--- Potongan Teks ---

Adapun dalam pembahasan hukum Islam, khususnya dalam literatur fikih klasik, perkawinan beda agama dapat dibedakan menjadi tiga kategori: pertama, perkawinan antara seorang pria muslim dengan seorang wania musyrik; kedua, perkawinan antara seorang pria muslim dengan wanita ahli kitab; dan ketiga, perkawinan antara seorang wanita muslimah dengan pria non muslim (sama adanya musyrik atau ahli kitab).(Amri, 2020).

Dalam perkawinan antara seorang pria muslim dengan seorang wanita musyrik begitu juga sebaliknya, sebagaimana yang tercantum dalam surat Al-Baqarah ayat 221, para ulama’ sepakat untuk melarang pernikahan jenis ini. Para mufassir semuanya mempertegas bahwa wanita kafir yang tidak boleh dinikahi itu adalah dia yang musyrik, sebagaimana ayat ini turun disebabkan terjadinya perjanjian Hudaibiyah di antara Nabi Muhammad SAW dan orang-orang musyrik Quraisy Mekkah.

--- Bahan Tugas ---

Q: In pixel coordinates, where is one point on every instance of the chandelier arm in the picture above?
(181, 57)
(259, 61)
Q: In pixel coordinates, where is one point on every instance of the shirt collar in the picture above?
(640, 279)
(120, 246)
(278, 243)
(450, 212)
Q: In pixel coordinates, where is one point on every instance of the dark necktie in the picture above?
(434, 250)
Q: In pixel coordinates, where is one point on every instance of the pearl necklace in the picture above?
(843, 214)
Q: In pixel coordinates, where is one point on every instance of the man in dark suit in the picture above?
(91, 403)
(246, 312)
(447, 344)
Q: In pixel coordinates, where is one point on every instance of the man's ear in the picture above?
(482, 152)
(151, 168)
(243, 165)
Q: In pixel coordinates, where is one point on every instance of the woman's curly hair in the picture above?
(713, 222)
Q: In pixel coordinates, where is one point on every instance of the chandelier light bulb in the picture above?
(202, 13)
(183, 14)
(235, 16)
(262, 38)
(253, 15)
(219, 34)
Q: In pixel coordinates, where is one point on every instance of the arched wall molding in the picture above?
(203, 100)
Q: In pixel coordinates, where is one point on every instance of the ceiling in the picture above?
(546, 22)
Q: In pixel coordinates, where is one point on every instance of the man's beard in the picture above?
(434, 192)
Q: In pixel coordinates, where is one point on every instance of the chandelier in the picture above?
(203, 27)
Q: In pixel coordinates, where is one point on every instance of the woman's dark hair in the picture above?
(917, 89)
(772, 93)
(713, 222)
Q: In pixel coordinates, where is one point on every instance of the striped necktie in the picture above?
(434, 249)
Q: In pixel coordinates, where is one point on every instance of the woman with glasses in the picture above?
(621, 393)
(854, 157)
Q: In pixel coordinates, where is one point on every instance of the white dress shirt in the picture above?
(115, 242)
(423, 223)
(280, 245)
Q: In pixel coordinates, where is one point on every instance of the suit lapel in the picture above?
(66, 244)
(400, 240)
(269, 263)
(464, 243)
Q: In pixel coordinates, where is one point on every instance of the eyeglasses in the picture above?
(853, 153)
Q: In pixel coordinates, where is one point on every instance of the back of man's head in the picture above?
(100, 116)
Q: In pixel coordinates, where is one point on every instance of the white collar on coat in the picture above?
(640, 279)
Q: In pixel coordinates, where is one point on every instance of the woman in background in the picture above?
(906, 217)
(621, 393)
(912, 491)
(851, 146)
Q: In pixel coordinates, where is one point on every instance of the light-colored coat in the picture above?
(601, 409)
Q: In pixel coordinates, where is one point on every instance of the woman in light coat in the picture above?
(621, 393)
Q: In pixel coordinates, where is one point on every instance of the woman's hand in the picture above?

---

- Daftar Tugas
A) Jawab pertanyaan berikut berdasarkan teks tentang perkawinan beda agama:
(i) Menjadi berapa kategori perkawinan beda agama dibedakan dalam literatur fikih klasik?
(ii) Surat dan ayat apa yang disebut berkaitan dengan perkawinan pria muslim dengan wanita musyrik?
(iii) Peristiwa apa yang disebut menjadi sebab turunnya ayat tersebut?
B) Tentukan semua baris entri yang memuat kata "dark", dengan memperhatikan perbedaan huruf besar dan kecil.

- Hasil Tiap Tugas
A)
(i) Tiga kategori.
(ii) Surat Al-Baqarah ayat 221.
(iii) Perjanjian Hudaibiyah antara Nabi Muhammad SAW dan orang-orang musyrik Quraisy Mekkah.

B)
Q: In pixel coordinates, where is one point on every instance of the dark necktie in the picture above?
Q: In pixel coordinates, where is one point on every instance of the man in dark suit in the picture above?
Q: In pixel coordinates, where is one point on every instance of the woman's dark hair in the picture above?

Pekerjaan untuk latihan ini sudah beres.